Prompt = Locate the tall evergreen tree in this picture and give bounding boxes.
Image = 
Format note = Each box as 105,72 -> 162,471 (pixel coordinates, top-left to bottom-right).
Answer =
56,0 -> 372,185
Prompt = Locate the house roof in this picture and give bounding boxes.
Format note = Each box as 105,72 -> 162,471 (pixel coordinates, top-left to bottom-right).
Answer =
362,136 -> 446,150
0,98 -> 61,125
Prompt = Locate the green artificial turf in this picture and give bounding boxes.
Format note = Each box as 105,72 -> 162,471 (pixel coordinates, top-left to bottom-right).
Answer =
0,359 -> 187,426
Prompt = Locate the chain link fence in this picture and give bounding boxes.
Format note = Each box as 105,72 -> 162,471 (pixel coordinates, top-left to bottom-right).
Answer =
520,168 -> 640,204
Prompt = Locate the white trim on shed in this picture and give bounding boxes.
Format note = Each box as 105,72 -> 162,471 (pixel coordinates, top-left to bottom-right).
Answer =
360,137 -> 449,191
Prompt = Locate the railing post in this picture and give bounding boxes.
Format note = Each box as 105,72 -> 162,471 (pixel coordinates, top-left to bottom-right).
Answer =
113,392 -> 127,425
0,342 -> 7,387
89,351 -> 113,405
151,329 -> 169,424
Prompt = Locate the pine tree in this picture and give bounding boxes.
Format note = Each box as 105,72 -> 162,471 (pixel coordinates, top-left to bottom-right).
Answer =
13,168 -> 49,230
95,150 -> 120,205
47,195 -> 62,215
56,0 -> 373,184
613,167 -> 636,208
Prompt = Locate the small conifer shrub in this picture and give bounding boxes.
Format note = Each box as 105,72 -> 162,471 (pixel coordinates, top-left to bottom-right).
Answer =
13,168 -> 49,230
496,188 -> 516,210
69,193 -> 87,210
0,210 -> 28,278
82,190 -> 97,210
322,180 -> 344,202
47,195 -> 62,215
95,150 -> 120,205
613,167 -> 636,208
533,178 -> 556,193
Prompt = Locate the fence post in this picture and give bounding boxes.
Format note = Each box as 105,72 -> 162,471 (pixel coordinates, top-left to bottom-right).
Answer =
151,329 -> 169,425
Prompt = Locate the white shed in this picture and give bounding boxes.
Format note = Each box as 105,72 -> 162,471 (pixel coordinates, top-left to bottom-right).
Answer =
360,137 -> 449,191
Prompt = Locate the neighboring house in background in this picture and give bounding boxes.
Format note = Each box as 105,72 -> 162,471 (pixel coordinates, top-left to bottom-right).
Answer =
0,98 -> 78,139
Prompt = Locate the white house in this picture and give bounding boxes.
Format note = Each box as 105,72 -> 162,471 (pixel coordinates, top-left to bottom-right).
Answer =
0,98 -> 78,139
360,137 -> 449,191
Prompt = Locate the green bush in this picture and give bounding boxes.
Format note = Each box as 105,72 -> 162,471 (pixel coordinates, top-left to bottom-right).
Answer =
___
WHAT IS REQUIRED →
Please copy the entries above word for word, from the line containing "Prompt = Locate the small" through the last line of the entries.

WRITTEN ANSWER →
Prompt = Locate the small conifer shrub in this picture and give bounding boxes.
Format note = Each box as 105,72 -> 162,471 (pixel coordinates, top-left to bottom-right).
Answer =
13,168 -> 49,230
496,188 -> 516,210
69,193 -> 87,210
0,210 -> 28,278
82,190 -> 97,210
322,180 -> 344,202
47,195 -> 62,215
95,150 -> 120,205
613,167 -> 636,208
533,178 -> 556,193
Prompt = Locate the fence post in this picture and give bounding boxes.
Format note = Each box as 105,72 -> 162,471 (pixel coordinates, top-left to bottom-right).
Answer =
151,329 -> 169,425
Prompt = Locate the white shed in this picture and give bounding boxes.
Format note = Each box as 105,72 -> 162,471 (pixel coordinates, top-left to bottom-right).
Answer =
360,137 -> 449,191
Prompt = Locate the neighboring house in background in this picture and give bounding boxes.
Format note = Each box as 105,72 -> 162,471 (pixel coordinates, top-left to bottom-right).
Answer =
0,98 -> 78,139
Prompt = Locate the white house in this picture and give bounding boxes.
Format note = Each box as 105,72 -> 162,471 (pixel coordinates, top-left to bottom-right).
Answer =
0,98 -> 78,139
360,137 -> 449,191
Prompt = Locate the green bush in this picture and give bounding boxes.
Format note = Each box as 105,72 -> 162,471 (pixel coordinates, top-left to bottom-right).
Answer =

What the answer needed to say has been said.